Written instruction
Copy out each line in the records below that contains the string "rocky". Case counts.

Material for this task
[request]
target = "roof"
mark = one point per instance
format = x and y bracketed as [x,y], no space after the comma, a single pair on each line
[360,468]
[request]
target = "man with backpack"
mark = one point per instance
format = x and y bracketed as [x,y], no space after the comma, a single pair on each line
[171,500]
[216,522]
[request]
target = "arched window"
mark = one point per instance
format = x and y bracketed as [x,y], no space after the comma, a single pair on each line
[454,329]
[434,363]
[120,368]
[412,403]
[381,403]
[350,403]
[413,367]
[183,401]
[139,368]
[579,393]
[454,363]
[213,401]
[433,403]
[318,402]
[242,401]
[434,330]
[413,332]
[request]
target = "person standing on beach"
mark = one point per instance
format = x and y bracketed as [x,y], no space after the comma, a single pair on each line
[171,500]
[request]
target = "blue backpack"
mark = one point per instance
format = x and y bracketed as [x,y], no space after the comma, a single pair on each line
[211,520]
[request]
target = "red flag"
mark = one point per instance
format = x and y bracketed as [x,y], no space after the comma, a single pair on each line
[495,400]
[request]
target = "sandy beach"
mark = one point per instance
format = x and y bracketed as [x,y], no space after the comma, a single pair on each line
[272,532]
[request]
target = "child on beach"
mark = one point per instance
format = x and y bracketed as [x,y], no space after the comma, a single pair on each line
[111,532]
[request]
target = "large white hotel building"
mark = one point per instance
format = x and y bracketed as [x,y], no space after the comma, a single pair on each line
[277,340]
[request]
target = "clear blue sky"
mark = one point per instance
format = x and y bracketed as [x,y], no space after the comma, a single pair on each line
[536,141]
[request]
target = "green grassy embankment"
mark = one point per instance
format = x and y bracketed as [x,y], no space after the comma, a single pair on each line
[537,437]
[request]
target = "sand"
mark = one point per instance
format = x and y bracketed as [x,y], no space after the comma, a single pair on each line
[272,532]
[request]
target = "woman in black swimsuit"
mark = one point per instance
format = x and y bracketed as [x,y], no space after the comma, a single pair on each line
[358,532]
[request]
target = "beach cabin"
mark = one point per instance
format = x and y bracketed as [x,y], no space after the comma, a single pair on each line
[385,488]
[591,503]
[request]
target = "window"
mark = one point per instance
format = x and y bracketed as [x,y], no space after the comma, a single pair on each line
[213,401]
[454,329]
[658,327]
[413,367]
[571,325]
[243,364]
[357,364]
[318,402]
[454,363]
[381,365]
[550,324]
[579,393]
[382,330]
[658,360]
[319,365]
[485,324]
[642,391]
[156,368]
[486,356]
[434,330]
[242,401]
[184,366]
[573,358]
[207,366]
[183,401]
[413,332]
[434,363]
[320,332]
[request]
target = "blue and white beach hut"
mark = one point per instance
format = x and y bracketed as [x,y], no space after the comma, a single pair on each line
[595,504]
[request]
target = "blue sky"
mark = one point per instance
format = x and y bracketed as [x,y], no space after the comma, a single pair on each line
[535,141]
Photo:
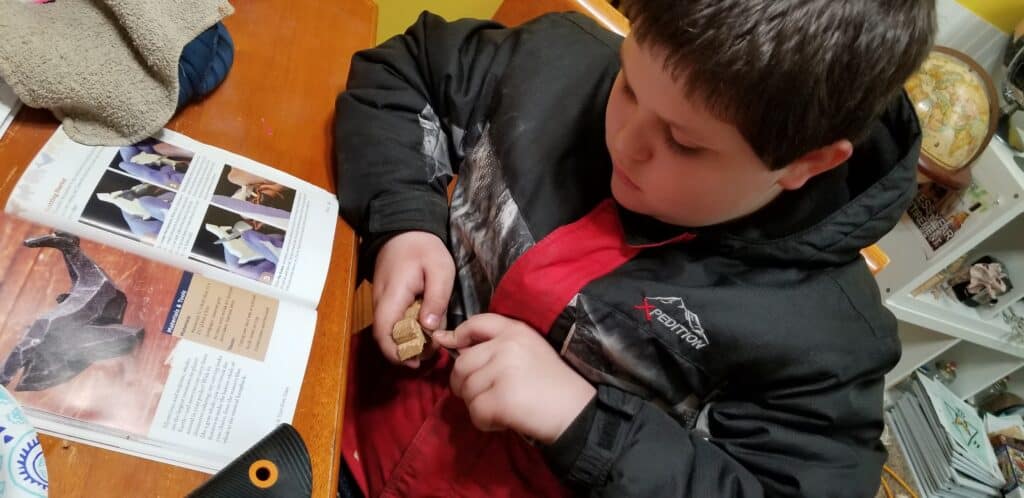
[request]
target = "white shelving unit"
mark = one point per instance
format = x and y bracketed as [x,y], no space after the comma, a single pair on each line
[939,328]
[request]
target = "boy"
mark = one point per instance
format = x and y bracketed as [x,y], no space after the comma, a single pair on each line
[653,244]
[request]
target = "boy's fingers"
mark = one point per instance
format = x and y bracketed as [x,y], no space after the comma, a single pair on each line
[468,364]
[387,312]
[479,328]
[437,282]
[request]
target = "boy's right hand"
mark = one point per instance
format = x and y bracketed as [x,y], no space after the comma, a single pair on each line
[410,265]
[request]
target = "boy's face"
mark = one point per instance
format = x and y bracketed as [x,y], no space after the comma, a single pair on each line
[672,159]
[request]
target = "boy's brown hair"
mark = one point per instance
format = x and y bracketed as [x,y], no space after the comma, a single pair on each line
[792,75]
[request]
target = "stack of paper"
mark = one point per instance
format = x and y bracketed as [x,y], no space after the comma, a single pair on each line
[8,107]
[945,443]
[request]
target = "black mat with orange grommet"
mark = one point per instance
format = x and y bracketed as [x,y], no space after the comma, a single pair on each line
[276,466]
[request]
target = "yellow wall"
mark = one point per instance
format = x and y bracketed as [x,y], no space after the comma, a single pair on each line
[1004,13]
[394,15]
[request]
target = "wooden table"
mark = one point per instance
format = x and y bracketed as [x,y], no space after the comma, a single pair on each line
[275,107]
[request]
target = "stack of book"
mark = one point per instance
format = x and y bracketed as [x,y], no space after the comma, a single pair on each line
[944,442]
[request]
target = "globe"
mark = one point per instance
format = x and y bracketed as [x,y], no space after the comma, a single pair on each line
[955,104]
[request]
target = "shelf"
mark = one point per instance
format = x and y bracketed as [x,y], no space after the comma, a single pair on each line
[978,368]
[948,317]
[1007,246]
[921,346]
[912,263]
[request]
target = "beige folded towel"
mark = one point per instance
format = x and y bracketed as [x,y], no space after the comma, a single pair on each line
[108,69]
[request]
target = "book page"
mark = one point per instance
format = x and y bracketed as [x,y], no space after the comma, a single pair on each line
[189,205]
[114,349]
[8,107]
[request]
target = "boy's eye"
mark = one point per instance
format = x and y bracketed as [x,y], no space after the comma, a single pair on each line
[679,148]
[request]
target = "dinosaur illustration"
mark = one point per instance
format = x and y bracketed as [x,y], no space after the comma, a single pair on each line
[85,326]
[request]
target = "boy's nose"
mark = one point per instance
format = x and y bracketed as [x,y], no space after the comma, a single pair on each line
[631,142]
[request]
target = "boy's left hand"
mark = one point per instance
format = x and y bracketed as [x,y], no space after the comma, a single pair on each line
[511,378]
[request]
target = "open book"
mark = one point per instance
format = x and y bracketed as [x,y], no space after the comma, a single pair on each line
[160,299]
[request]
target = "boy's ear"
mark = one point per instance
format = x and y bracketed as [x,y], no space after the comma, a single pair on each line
[814,163]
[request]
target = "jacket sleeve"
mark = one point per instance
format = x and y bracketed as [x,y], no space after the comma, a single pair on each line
[816,440]
[400,124]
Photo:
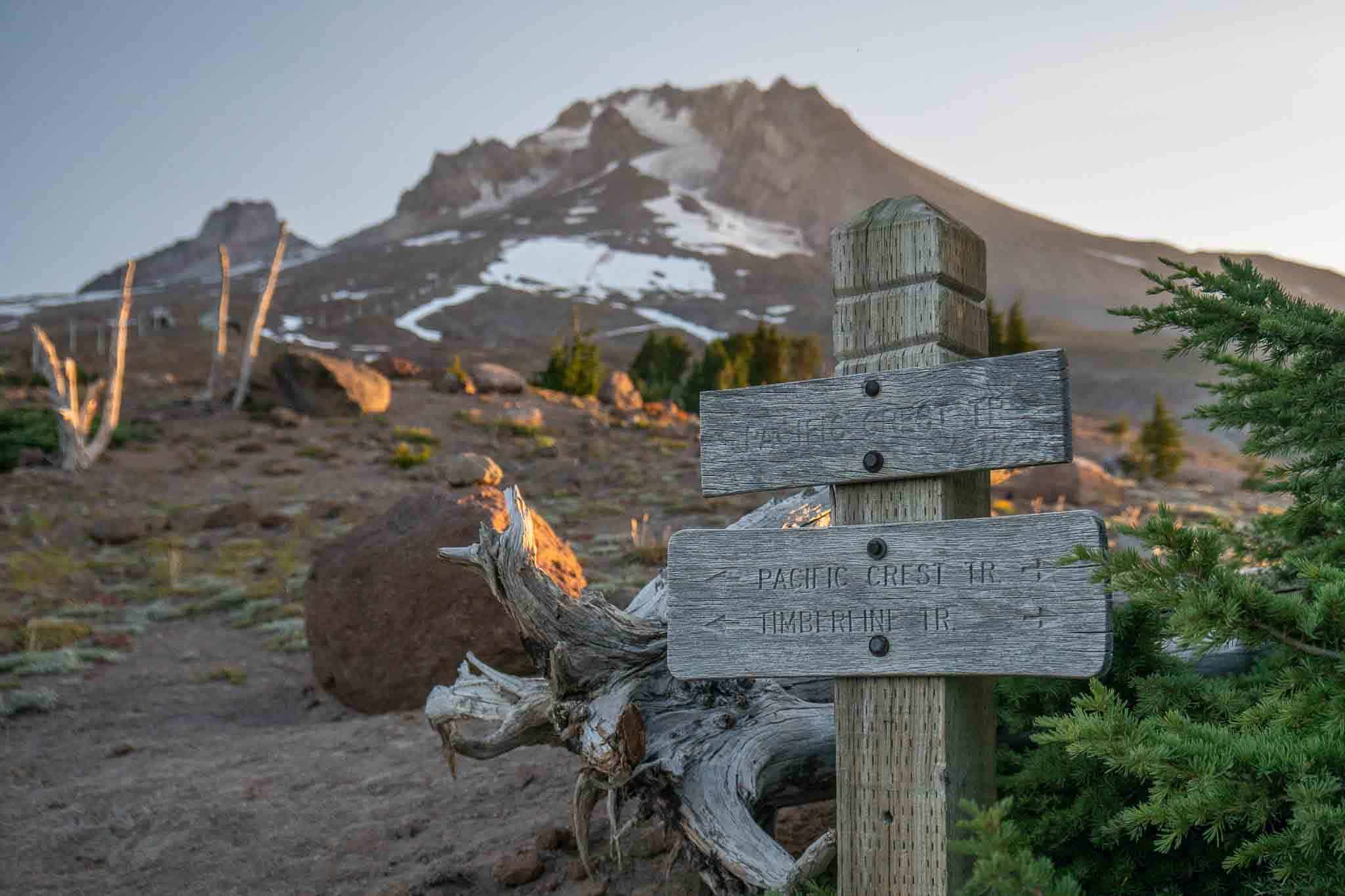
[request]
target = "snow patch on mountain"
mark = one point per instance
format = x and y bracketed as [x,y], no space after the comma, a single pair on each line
[690,159]
[663,319]
[713,228]
[495,196]
[579,268]
[1113,257]
[764,319]
[568,139]
[412,319]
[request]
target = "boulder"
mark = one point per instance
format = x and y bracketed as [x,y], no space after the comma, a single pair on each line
[387,620]
[1083,482]
[521,868]
[621,393]
[286,418]
[322,386]
[496,378]
[471,469]
[229,516]
[399,367]
[118,530]
[522,419]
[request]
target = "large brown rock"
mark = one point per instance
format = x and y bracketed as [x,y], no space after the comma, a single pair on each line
[397,367]
[323,386]
[619,391]
[496,378]
[1082,482]
[387,620]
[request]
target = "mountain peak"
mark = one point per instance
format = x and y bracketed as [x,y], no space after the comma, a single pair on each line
[248,227]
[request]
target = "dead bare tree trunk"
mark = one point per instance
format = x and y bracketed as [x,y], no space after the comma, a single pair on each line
[222,320]
[74,418]
[708,758]
[259,322]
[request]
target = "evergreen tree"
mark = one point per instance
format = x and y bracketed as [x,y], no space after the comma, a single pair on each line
[573,367]
[759,358]
[1016,339]
[1160,442]
[996,337]
[659,366]
[1153,779]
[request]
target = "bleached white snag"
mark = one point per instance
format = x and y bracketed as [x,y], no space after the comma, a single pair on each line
[76,417]
[217,359]
[707,758]
[260,322]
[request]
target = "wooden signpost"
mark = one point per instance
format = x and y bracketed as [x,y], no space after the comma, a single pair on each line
[908,601]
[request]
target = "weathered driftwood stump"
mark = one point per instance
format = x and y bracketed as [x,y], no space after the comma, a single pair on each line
[74,418]
[713,761]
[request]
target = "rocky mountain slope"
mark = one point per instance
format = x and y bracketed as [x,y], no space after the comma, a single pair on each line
[248,228]
[703,210]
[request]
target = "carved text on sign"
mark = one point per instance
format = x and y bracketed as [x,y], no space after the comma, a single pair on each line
[879,422]
[954,597]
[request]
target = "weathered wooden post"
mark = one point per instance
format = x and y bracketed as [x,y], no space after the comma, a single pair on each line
[910,285]
[910,605]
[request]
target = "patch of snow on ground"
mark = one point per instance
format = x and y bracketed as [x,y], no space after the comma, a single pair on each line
[623,331]
[24,305]
[498,196]
[298,337]
[410,320]
[430,240]
[611,167]
[753,316]
[580,268]
[721,227]
[689,159]
[569,139]
[1113,257]
[663,319]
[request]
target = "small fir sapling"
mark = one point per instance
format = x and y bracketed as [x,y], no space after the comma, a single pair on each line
[1155,779]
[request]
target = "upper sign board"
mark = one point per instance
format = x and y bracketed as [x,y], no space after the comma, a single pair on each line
[981,597]
[986,414]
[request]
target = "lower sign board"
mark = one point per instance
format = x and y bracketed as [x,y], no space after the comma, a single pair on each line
[981,597]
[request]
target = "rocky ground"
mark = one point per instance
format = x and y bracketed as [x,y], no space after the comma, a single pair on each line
[182,740]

Full answer
target = "rocky mountain slope"
target = "rocky ground"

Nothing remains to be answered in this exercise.